> [PROBLEM] Copying starts at the line containing "evergreen tree in the photo above." and stops after the last line of the records; each line is repeated exactly, and pictures are skipped.

◇ ◇ ◇

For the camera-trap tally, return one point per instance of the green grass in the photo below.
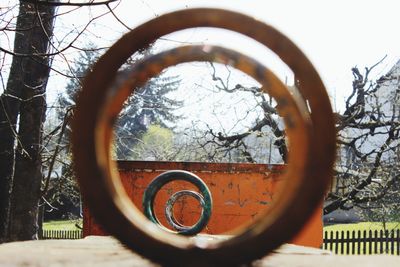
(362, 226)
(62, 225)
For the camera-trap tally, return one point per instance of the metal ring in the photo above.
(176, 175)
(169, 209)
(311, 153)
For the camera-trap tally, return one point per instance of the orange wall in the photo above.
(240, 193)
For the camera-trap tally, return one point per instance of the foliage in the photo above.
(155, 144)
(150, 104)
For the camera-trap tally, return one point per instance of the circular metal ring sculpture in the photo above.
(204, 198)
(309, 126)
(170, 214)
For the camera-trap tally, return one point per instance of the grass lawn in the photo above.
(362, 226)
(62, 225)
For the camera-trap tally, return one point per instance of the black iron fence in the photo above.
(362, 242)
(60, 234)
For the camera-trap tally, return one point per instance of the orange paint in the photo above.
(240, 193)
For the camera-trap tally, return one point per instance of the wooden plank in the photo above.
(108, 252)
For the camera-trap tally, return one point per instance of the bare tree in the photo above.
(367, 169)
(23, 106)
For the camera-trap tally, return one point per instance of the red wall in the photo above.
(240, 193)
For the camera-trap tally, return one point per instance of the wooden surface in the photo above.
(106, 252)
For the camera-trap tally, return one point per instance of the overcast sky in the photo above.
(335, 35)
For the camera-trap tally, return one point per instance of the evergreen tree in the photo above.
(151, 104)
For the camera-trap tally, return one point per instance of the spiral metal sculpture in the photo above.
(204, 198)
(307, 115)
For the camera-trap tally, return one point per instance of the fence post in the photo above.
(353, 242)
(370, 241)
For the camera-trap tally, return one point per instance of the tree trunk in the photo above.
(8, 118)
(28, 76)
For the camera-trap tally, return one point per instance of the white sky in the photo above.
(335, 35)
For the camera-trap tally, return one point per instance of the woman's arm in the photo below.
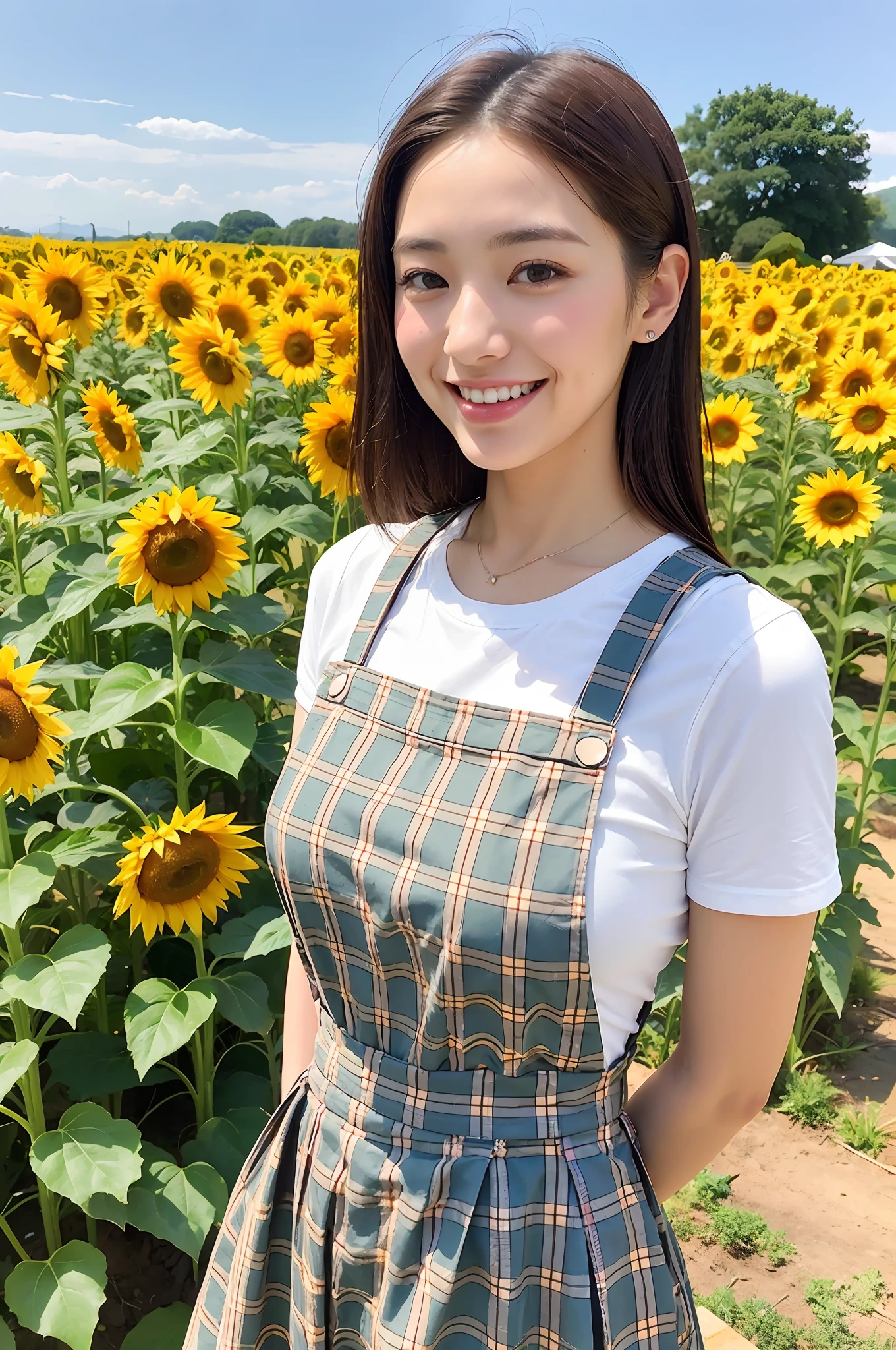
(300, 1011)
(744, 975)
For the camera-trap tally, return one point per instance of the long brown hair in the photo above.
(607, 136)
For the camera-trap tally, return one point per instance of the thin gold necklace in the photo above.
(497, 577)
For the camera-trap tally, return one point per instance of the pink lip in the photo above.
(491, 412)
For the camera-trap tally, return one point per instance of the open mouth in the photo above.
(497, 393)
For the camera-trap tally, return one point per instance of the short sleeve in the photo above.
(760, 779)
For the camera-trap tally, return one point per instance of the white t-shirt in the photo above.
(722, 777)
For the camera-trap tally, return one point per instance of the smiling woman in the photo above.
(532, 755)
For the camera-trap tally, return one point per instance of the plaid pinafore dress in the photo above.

◇ ◇ ◇

> [RESPONSE AREA]
For the camera-trap tally, return one point per instance of the evergreen tree in the photo above.
(151, 104)
For the camera-trap tally, return one point per instance of the spiral metal sculpture in the photo above.
(204, 198)
(307, 115)
For the camera-trap tally, return one point per instance of the fence post in the photo above.
(353, 242)
(370, 241)
For the camera-trap tally, return one point per instance of the tree trunk in the photo above.
(8, 118)
(28, 76)
For the camera-trap tally, return one point per instance of the white sky in the photo above.
(335, 35)
For the camera-trap tally, return one point per instance of the woman's arm in the photo below.
(300, 1011)
(744, 975)
For the camera-trap tally, return one point per instance of the long brown hair in the photo above.
(607, 136)
For the camera-trap tally, return one point per instance of the thin gold necklace in the photo above.
(497, 577)
For the camera-trap tally, return one point per instance of the pink lip in the photo above.
(491, 412)
For the camera-trap tally, return one point per instance of the open mouth in the photo above.
(497, 393)
For the camera-trap tally, return one point per instance of the short sleeve in the photo above.
(760, 779)
For the camera-trap tally, return one point per instance of the white t-shirt in the photo above.
(722, 777)
For the camera-trap tally, return one point per instance of the smiling woman in the photo above.
(532, 755)
For the camera-trap tally, return one point per instance of the plaid pinafore dress in the photo above.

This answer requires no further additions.